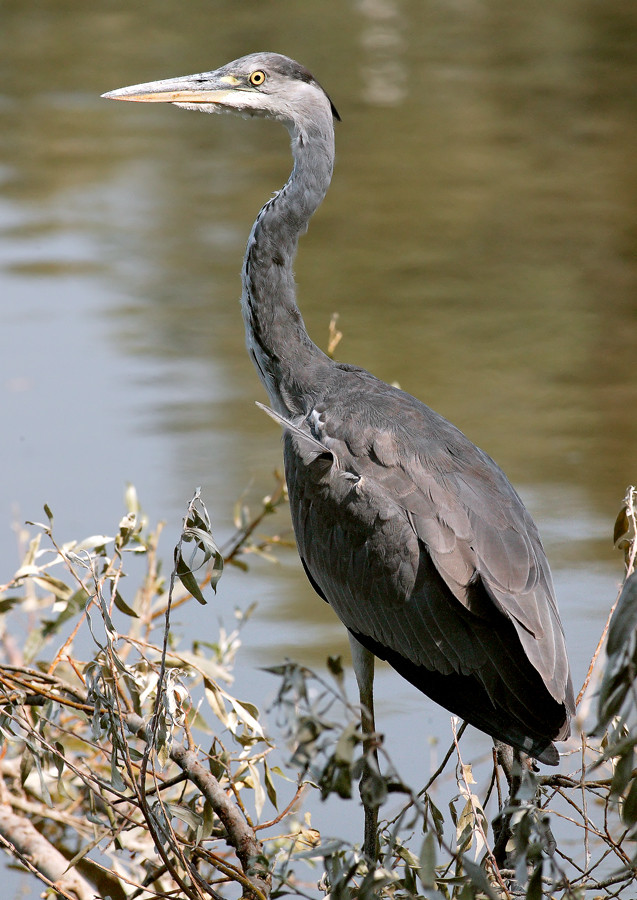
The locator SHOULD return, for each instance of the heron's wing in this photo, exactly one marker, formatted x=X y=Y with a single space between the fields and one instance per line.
x=420 y=544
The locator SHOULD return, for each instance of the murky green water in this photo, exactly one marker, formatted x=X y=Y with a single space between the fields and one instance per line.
x=478 y=242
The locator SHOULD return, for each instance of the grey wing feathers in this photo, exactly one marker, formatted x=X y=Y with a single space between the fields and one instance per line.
x=423 y=548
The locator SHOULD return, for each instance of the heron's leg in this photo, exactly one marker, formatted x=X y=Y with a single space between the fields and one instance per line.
x=363 y=661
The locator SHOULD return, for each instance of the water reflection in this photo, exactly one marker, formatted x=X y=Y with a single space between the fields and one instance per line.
x=478 y=243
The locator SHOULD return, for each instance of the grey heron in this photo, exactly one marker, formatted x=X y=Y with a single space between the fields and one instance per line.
x=409 y=531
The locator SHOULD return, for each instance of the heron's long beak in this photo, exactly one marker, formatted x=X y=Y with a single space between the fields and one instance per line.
x=191 y=89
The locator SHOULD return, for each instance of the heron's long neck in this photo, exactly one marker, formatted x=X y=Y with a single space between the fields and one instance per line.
x=287 y=361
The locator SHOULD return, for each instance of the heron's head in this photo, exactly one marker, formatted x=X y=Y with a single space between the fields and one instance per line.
x=261 y=84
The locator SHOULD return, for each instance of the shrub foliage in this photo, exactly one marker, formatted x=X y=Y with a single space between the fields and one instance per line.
x=128 y=768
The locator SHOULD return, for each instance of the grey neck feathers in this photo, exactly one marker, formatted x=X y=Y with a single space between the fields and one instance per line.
x=286 y=360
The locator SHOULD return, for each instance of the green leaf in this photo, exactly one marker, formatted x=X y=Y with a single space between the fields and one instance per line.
x=121 y=604
x=478 y=877
x=427 y=862
x=269 y=785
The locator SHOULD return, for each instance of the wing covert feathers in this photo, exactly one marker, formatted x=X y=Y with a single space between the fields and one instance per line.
x=418 y=541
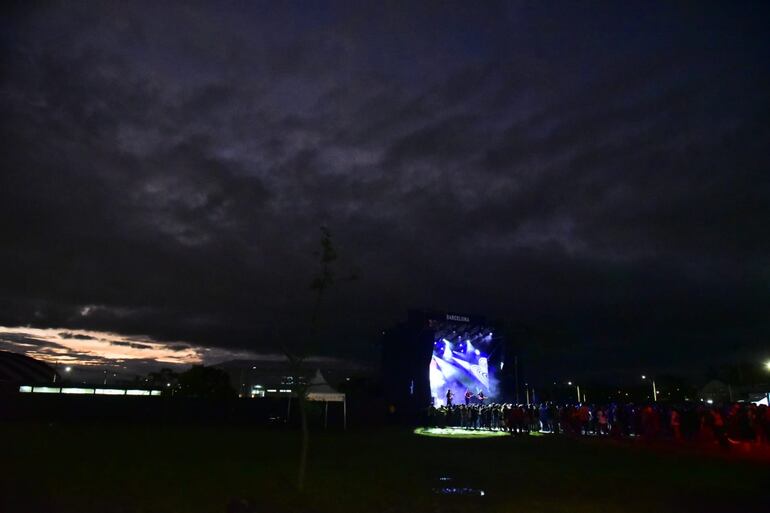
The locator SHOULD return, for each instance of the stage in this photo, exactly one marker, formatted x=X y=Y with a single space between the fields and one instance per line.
x=458 y=433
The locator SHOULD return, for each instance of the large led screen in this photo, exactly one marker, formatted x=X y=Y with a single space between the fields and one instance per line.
x=460 y=363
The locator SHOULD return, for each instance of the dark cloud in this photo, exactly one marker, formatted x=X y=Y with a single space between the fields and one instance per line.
x=595 y=175
x=76 y=336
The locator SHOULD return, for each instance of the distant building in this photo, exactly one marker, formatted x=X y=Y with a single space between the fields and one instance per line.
x=18 y=369
x=275 y=377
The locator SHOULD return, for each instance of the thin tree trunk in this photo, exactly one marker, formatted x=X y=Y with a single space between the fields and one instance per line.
x=305 y=444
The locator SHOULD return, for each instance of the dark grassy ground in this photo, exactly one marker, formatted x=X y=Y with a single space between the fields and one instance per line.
x=88 y=468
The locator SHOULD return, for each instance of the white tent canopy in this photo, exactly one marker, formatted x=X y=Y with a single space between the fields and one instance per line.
x=319 y=390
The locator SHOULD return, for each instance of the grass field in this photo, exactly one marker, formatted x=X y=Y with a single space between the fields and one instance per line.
x=88 y=468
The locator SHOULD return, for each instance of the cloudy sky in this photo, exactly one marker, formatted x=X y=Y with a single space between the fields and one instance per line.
x=593 y=174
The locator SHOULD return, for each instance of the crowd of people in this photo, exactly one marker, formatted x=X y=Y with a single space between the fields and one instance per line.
x=735 y=422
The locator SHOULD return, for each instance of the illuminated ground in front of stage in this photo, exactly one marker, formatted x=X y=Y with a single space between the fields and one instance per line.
x=458 y=433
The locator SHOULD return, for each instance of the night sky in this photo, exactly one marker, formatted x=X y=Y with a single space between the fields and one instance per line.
x=592 y=174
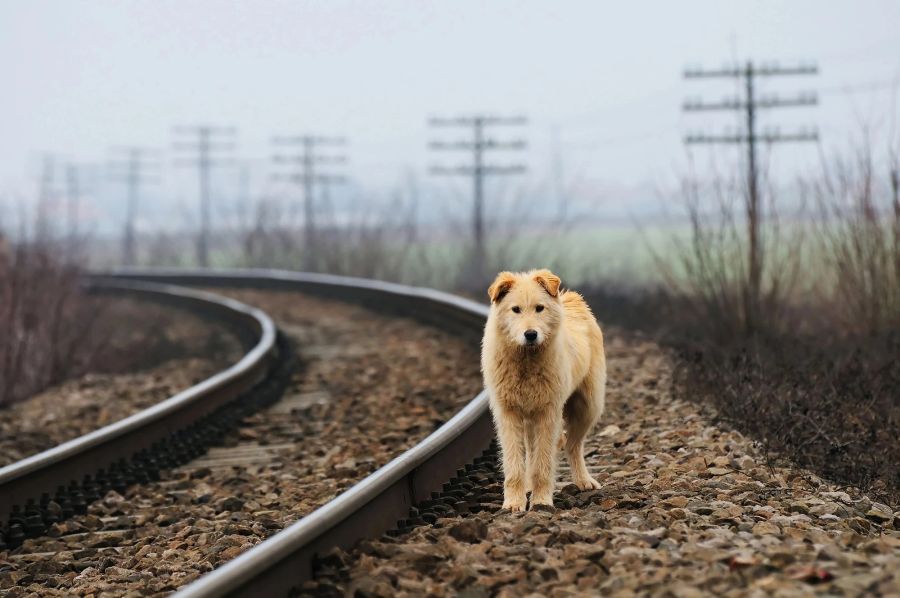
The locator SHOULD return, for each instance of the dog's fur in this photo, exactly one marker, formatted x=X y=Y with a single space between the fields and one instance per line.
x=537 y=388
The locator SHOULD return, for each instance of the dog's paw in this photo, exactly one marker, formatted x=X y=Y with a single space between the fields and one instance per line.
x=588 y=484
x=542 y=502
x=513 y=506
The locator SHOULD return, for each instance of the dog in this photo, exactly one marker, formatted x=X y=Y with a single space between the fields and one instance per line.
x=544 y=368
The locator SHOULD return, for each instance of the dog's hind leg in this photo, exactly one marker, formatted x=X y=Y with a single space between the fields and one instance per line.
x=580 y=413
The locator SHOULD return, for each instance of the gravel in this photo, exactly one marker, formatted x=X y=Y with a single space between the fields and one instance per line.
x=366 y=388
x=687 y=508
x=151 y=353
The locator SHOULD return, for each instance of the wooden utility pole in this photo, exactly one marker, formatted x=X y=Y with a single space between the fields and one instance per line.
x=751 y=104
x=304 y=171
x=129 y=165
x=207 y=140
x=478 y=144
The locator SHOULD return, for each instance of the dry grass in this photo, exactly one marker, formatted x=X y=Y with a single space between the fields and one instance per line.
x=44 y=320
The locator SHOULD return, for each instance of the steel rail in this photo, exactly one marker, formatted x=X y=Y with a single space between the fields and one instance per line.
x=376 y=503
x=43 y=472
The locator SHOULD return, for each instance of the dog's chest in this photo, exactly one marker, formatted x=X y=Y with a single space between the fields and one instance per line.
x=527 y=386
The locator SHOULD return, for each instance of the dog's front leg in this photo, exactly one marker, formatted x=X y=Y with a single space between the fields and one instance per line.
x=545 y=436
x=511 y=431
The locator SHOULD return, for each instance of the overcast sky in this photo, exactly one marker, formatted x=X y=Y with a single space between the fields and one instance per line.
x=606 y=76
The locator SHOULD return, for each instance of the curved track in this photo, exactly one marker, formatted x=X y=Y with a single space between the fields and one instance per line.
x=376 y=504
x=134 y=448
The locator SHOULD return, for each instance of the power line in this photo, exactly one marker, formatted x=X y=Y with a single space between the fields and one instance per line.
x=304 y=171
x=478 y=169
x=750 y=104
x=207 y=141
x=130 y=165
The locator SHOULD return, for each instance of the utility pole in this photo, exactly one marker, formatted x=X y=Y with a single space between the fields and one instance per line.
x=478 y=144
x=46 y=196
x=130 y=166
x=73 y=197
x=207 y=141
x=559 y=191
x=750 y=104
x=304 y=164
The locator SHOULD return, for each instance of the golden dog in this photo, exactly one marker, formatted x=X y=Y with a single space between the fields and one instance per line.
x=544 y=368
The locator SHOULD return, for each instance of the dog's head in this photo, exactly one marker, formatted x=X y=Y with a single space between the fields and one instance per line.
x=526 y=306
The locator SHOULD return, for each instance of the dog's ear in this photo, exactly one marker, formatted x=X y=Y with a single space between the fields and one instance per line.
x=548 y=280
x=501 y=286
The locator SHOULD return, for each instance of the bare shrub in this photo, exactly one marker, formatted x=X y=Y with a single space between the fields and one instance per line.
x=708 y=271
x=44 y=320
x=858 y=237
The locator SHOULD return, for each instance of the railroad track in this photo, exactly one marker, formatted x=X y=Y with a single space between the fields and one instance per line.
x=45 y=488
x=372 y=506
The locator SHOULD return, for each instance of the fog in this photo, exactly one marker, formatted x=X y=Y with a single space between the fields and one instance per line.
x=600 y=83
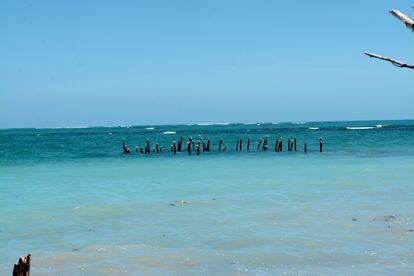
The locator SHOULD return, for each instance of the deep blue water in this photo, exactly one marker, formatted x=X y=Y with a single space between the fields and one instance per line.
x=80 y=206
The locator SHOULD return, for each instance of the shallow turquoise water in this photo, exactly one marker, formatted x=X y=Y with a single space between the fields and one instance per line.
x=80 y=206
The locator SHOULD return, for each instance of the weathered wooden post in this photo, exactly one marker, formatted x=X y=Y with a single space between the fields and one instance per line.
x=265 y=144
x=320 y=144
x=22 y=268
x=180 y=143
x=281 y=144
x=241 y=144
x=123 y=145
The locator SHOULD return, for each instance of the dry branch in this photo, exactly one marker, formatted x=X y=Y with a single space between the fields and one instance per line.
x=394 y=62
x=404 y=18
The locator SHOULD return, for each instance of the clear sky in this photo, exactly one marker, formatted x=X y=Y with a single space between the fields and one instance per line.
x=102 y=63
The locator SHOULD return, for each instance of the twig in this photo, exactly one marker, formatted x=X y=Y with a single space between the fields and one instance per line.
x=394 y=62
x=404 y=18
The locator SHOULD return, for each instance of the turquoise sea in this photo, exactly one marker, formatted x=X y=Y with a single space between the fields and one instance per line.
x=72 y=199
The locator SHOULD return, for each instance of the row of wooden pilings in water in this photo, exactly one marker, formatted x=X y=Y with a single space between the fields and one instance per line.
x=205 y=146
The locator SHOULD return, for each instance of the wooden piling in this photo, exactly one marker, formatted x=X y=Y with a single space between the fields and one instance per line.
x=265 y=144
x=180 y=143
x=320 y=144
x=260 y=142
x=123 y=145
x=22 y=268
x=281 y=144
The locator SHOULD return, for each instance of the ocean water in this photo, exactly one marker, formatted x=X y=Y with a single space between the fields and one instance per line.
x=72 y=199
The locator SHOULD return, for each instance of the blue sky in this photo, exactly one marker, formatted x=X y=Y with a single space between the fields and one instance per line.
x=95 y=63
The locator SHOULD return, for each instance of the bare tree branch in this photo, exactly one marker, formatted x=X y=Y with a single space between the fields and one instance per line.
x=394 y=62
x=404 y=18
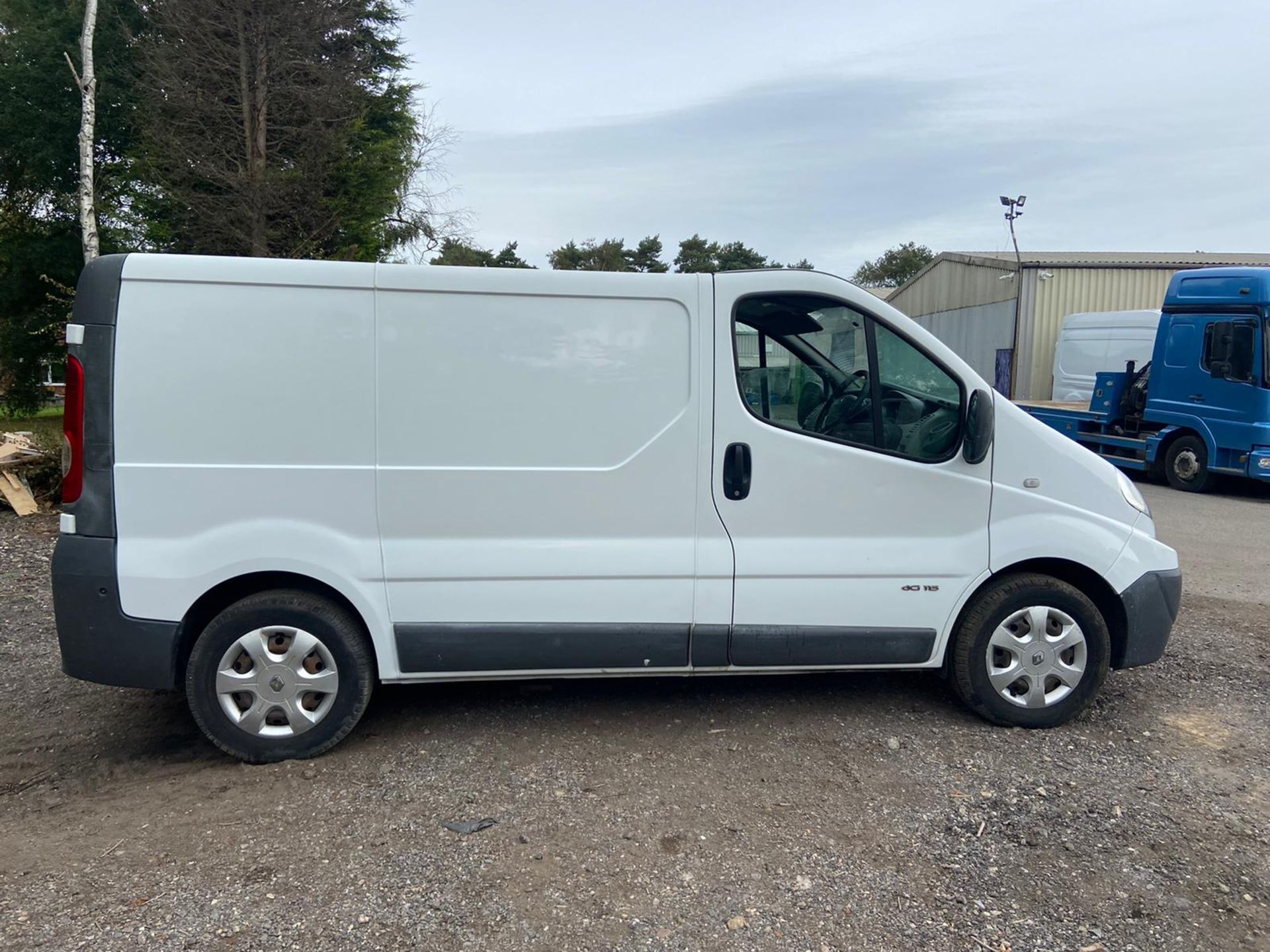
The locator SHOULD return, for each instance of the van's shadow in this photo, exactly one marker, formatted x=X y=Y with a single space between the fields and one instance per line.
x=619 y=706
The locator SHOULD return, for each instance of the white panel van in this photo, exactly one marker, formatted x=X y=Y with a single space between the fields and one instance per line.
x=1095 y=342
x=287 y=481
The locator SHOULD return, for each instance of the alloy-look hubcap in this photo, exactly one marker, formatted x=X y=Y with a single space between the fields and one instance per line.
x=1037 y=656
x=277 y=682
x=1187 y=465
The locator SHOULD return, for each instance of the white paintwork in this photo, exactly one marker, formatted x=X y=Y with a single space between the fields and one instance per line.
x=539 y=446
x=451 y=444
x=1095 y=342
x=244 y=441
x=831 y=534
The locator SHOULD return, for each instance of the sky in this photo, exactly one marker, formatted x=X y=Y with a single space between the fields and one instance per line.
x=832 y=131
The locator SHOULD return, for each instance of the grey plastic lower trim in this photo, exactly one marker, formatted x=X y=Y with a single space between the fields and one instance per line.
x=476 y=647
x=98 y=641
x=1151 y=607
x=710 y=645
x=783 y=645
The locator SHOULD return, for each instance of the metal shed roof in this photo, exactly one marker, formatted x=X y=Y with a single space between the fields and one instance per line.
x=1103 y=259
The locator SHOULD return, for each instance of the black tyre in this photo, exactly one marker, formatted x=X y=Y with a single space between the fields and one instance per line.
x=1031 y=651
x=1187 y=465
x=280 y=676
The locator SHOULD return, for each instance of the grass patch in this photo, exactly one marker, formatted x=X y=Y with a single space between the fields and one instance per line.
x=46 y=432
x=46 y=427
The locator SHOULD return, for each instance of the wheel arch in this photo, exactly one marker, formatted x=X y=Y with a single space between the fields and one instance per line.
x=226 y=593
x=1096 y=588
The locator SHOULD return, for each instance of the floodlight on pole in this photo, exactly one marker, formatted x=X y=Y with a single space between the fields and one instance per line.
x=1015 y=208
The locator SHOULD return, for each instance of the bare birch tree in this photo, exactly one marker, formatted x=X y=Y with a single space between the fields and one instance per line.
x=87 y=81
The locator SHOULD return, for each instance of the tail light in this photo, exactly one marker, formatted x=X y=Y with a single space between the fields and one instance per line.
x=73 y=428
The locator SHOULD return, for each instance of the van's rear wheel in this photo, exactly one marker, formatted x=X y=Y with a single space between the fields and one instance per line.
x=280 y=676
x=1032 y=651
x=1187 y=465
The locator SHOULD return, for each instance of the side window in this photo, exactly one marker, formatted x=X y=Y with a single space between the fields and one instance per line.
x=921 y=401
x=1230 y=344
x=792 y=379
x=803 y=364
x=1179 y=350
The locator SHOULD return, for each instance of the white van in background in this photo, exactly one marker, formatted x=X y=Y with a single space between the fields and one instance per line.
x=1103 y=340
x=290 y=480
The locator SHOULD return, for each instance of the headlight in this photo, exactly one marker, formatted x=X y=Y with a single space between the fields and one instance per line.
x=1132 y=495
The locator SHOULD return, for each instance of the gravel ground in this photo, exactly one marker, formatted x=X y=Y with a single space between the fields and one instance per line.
x=807 y=813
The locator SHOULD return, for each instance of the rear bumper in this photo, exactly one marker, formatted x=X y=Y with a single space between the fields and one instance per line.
x=1151 y=608
x=99 y=643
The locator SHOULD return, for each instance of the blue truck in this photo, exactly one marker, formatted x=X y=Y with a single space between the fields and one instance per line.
x=1201 y=408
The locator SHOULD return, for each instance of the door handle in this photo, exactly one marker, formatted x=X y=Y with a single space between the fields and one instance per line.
x=736 y=471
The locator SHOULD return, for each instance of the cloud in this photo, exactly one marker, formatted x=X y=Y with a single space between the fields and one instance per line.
x=837 y=165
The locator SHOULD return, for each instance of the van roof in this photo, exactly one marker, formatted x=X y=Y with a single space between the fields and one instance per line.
x=1111 y=319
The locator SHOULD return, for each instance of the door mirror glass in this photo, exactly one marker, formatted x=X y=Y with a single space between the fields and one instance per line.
x=980 y=427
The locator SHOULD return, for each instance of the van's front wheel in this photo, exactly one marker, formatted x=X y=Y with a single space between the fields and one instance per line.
x=1032 y=651
x=280 y=676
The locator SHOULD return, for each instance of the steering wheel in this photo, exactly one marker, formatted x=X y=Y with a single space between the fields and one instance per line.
x=847 y=411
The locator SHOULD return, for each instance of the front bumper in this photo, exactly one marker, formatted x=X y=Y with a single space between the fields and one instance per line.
x=99 y=643
x=1150 y=608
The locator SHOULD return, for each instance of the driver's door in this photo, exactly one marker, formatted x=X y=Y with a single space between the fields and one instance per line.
x=861 y=524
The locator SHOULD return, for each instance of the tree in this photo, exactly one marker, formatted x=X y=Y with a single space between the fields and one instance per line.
x=698 y=255
x=41 y=112
x=591 y=255
x=455 y=252
x=894 y=267
x=736 y=255
x=87 y=83
x=282 y=127
x=647 y=257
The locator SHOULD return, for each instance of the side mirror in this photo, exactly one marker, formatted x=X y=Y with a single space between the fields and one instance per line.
x=980 y=426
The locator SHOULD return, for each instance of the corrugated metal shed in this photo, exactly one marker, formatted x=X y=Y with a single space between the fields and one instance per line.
x=959 y=286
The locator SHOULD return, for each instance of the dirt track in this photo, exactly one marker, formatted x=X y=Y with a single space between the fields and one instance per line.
x=845 y=813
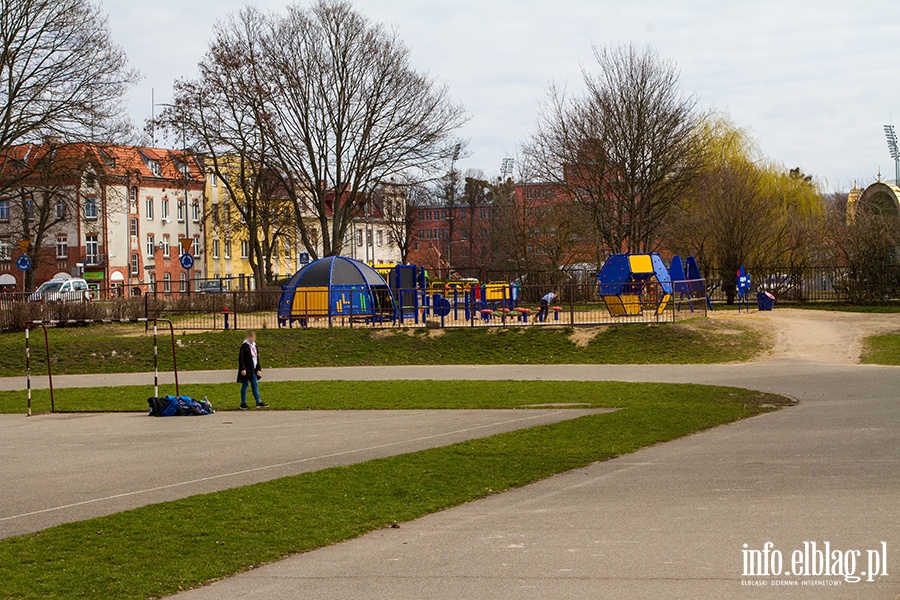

* * * * * * *

**WHAT IS REQUIRED**
Reproduce the stretch from the line containing "The locator SHOULD return, for each instance of the cloud in" through the line containing "x=837 y=165", with "cloud" renamed to "cloud bank" and nothing else altered.

**ANSWER BELOW**
The locator SHOULD return, for each instance of the cloud bank in this photo, exactly one marker, formatted x=X y=Y with a single space between the fields and one instance per line.
x=837 y=165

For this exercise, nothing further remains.